== Segment start ==
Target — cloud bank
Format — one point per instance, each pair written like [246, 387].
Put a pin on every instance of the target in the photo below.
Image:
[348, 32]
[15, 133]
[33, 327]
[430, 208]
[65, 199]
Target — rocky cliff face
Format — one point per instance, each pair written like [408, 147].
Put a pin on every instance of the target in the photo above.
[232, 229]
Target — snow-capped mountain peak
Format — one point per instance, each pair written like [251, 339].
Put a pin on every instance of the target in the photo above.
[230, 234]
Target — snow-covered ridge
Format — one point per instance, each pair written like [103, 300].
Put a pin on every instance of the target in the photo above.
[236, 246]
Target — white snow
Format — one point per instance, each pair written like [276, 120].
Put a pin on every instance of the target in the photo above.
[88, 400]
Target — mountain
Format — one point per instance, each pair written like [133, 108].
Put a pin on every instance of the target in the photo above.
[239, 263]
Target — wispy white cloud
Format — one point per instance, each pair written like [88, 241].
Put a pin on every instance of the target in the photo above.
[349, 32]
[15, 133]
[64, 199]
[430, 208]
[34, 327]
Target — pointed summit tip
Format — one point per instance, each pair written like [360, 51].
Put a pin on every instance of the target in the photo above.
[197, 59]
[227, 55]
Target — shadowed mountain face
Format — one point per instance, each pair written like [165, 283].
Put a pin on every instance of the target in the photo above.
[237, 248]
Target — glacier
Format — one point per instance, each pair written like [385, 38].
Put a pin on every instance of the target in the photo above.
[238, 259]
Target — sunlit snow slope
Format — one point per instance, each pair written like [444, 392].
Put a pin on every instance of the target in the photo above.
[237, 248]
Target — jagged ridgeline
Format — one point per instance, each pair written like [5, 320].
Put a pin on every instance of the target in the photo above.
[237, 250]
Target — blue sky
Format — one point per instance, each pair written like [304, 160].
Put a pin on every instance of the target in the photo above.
== Segment end ==
→ **What you will do**
Provide an exact reproduction of all the entries shown above.

→ **Reply to the task**
Target — cloud bank
Format — one point per instance, each pair written like [246, 387].
Put a pin on every instance of the target in the photo below.
Image:
[348, 32]
[15, 133]
[33, 327]
[430, 208]
[65, 199]
Target — rocky cliff face
Format — one point per instance, each pair written like [408, 147].
Put a pin on every instance of the target in the photo above.
[232, 229]
Target — snow-capped mountain peak
Format — one point per instance, each pair written like [251, 339].
Put a pin on every instance of the target in the photo above.
[230, 234]
Target — snow-covered ridge
Format — one point per instance, each pair written like [103, 300].
Put a pin on every instance of the target in the photo above.
[236, 246]
Target — white snow
Format — one point per instance, each pair written like [276, 120].
Put a pin on every instance of the target in the photo above.
[88, 400]
Target — mountain
Format — one point per instance, each pair written like [133, 108].
Put a pin on every instance of the target in the photo above.
[239, 263]
Target — wispy white cloud
Format — one point per instance, each pair written like [88, 241].
Put a pin on every instance of the target in the photo above.
[349, 32]
[15, 133]
[64, 199]
[430, 208]
[34, 327]
Target — pointed summit tip
Format — one point per instance, each pair written like [360, 51].
Put a pin on every instance of the target in the photo above.
[197, 59]
[227, 55]
Target — shadowed mountain face
Format — one point per instance, each pair written like [165, 283].
Put a pin on every instance of the target in the photo above.
[237, 248]
Target — glacier
Format — one point per instance, each pair written like [385, 38].
Put a pin on every instance of the target in the photo above.
[238, 259]
Target — sunlit snow slope
Format — one point per instance, each pair written like [444, 392].
Put a pin on every instance of the target in the photo above.
[237, 248]
Target — jagged ridgeline
Format — one point per instance, each pair written like [5, 320].
Put a pin on every instance of the target in the photo above.
[237, 250]
Target — blue sky
Format — one point per instance, each pair written like [304, 160].
Put a pin on every instance of the target in the photo above.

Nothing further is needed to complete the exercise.